Direction: Count the lines in the entries below that contain the string "wood", and reply with only that number.

Listed entries:

<<<<

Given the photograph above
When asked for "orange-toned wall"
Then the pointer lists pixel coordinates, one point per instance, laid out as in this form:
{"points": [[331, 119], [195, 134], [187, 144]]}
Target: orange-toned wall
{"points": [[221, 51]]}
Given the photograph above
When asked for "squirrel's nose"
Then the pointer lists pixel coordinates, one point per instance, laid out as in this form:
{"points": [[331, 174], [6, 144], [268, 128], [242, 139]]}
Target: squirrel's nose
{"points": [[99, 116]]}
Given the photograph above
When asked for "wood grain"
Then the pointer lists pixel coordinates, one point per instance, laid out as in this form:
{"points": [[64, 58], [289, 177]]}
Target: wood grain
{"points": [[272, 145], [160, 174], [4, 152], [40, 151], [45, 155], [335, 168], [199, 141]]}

>>>>
<<<<

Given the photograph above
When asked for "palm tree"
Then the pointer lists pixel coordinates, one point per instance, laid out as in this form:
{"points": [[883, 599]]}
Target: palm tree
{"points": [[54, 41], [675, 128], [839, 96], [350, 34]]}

>>>>
<<<<

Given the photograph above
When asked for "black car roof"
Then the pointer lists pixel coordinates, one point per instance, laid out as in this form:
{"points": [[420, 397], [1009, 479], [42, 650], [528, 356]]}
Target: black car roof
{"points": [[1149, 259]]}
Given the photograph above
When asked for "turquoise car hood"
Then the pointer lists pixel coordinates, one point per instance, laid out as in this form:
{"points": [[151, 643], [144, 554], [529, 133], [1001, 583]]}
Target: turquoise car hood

>>>>

Task answer: 2